--- Start of RECORDS SHOWN ---

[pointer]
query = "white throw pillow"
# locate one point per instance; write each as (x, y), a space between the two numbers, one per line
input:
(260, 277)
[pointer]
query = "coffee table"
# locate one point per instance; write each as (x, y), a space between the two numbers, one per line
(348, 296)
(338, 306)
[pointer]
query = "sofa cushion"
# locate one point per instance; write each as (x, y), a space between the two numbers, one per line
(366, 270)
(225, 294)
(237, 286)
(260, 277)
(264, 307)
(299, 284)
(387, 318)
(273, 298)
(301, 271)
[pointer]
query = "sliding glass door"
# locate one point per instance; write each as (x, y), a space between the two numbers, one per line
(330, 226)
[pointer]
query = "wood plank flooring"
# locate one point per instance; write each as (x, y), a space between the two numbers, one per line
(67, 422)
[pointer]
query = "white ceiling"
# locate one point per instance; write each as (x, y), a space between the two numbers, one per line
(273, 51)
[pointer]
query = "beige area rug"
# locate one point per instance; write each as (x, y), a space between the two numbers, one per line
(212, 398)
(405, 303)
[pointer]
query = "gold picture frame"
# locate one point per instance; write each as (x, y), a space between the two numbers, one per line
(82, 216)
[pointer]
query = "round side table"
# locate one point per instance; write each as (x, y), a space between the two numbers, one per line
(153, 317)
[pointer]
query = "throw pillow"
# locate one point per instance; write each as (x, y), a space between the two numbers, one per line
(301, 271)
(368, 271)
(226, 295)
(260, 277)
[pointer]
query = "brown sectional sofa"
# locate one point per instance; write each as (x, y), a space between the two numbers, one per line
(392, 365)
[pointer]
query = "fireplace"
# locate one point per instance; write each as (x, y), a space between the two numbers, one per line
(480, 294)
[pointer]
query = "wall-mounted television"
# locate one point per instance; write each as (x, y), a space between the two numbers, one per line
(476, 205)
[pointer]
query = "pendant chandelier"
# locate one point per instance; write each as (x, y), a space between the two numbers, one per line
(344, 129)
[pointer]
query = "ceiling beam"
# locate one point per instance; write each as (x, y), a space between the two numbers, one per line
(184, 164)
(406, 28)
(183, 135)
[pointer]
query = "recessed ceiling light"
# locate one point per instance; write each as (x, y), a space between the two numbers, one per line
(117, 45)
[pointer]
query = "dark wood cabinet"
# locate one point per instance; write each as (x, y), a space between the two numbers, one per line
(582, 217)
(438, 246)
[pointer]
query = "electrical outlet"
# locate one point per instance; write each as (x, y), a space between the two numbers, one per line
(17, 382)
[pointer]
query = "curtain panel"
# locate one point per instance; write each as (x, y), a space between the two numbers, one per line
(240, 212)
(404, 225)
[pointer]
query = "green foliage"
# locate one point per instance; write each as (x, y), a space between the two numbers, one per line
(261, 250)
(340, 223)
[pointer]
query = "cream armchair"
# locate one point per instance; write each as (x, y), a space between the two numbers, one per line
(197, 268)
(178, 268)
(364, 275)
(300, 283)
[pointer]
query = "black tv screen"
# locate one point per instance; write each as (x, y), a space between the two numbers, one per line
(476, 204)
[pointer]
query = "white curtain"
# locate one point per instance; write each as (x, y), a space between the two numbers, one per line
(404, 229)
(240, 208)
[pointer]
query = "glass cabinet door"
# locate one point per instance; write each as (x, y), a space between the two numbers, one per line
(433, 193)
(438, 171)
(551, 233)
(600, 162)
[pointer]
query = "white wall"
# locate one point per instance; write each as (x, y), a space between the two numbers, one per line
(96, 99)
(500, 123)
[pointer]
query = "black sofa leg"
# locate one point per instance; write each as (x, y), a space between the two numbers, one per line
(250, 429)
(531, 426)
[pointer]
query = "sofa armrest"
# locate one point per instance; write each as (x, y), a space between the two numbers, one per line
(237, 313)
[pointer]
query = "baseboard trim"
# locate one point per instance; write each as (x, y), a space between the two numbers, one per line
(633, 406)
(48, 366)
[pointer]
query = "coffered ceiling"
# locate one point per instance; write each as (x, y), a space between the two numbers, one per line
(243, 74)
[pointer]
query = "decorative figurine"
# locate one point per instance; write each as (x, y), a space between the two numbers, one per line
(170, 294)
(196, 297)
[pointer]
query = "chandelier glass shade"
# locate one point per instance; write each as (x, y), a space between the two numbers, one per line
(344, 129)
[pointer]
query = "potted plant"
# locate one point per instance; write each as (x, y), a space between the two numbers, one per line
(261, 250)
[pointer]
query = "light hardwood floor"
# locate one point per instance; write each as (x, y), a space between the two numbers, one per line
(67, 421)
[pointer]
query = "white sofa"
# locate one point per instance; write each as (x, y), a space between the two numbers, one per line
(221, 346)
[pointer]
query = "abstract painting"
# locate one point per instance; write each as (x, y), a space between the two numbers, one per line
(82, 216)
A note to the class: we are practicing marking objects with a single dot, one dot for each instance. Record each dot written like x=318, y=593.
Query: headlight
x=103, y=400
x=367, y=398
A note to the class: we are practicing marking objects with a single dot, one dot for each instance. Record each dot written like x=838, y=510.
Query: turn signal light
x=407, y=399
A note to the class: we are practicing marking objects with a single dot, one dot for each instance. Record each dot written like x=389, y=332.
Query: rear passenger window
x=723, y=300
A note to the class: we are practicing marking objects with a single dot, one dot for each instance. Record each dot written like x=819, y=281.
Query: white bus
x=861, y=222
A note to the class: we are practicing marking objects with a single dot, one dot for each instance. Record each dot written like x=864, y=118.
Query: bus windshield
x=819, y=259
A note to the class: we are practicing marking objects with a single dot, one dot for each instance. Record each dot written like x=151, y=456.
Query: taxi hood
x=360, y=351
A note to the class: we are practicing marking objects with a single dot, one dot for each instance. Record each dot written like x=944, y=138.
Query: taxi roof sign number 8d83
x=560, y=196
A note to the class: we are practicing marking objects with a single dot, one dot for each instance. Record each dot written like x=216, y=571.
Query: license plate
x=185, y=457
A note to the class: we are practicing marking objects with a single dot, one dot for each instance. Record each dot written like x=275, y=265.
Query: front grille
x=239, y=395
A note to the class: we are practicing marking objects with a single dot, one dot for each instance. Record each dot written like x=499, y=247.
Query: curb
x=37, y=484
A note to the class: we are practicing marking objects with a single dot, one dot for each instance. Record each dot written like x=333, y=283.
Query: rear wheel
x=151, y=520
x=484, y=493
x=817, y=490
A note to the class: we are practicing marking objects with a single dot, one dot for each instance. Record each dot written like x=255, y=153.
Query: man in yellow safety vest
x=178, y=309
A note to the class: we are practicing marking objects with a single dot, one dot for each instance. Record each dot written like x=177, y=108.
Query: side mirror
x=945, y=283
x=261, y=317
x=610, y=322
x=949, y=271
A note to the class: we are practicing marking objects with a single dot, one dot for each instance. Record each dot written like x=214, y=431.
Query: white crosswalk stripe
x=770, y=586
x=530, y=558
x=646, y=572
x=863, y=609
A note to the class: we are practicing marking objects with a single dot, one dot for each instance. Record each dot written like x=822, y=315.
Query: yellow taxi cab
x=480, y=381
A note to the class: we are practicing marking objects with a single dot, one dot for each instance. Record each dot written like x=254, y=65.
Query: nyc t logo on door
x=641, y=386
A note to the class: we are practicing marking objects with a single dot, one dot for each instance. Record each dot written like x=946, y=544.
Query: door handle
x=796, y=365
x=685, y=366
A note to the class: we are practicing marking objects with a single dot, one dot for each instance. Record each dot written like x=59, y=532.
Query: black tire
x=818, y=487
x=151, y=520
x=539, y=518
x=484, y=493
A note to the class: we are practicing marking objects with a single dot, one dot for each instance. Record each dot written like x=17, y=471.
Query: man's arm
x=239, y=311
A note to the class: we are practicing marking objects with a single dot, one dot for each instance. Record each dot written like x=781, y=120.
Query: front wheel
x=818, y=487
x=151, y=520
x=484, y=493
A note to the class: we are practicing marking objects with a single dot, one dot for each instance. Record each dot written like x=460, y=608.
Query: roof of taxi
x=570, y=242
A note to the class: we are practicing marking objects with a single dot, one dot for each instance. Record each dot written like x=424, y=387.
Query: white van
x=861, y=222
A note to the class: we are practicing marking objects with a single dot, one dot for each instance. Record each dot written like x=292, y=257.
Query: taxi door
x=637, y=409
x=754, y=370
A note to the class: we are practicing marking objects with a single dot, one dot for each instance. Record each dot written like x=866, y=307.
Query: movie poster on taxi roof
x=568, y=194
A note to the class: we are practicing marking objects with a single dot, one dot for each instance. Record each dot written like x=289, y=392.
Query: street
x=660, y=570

--- End of RECORDS SHOWN ---

> **WHAT THE TASK REQUIRES**
For this exercise, please retype exactly the lines in the listing from the line with "like x=59, y=532." through its last line, both ends included.

> **FINAL RESULT**
A note to the class: we are practicing marking objects with a single dot, one dot for each instance. Record each dot written like x=59, y=532.
Query: black tire
x=818, y=487
x=151, y=520
x=539, y=518
x=484, y=493
A note to the class: we are practicing marking objects with a single dot, one dot for each instance. Record each dot written like x=17, y=471.
Query: man's arm
x=239, y=311
A note to the class: we are practicing marking objects with a single dot, one dot for each instance. Record each dot written like x=781, y=120.
Query: front wheel
x=818, y=487
x=151, y=520
x=484, y=493
A note to the class: we are practicing marking objects with a single dot, one dot for each instance. Record each dot written like x=460, y=608.
Query: roof of taxi
x=570, y=242
A note to the class: we are practicing marking objects with a single dot, one dot for each instance. Record each dot written like x=424, y=387.
Query: white van
x=861, y=222
A note to the class: we are practicing marking objects with a single dot, one dot for each instance. Record each dot written like x=292, y=257.
Query: taxi door
x=637, y=409
x=754, y=370
A note to the class: we are practicing marking objects with a single dot, one dot for each instance. Record each dot written like x=866, y=307.
Query: movie poster on taxi roof
x=568, y=194
A note to the class: we are practicing marking objects with a single dot, one dot for each instance. Record each dot written like x=289, y=392.
Query: street
x=660, y=570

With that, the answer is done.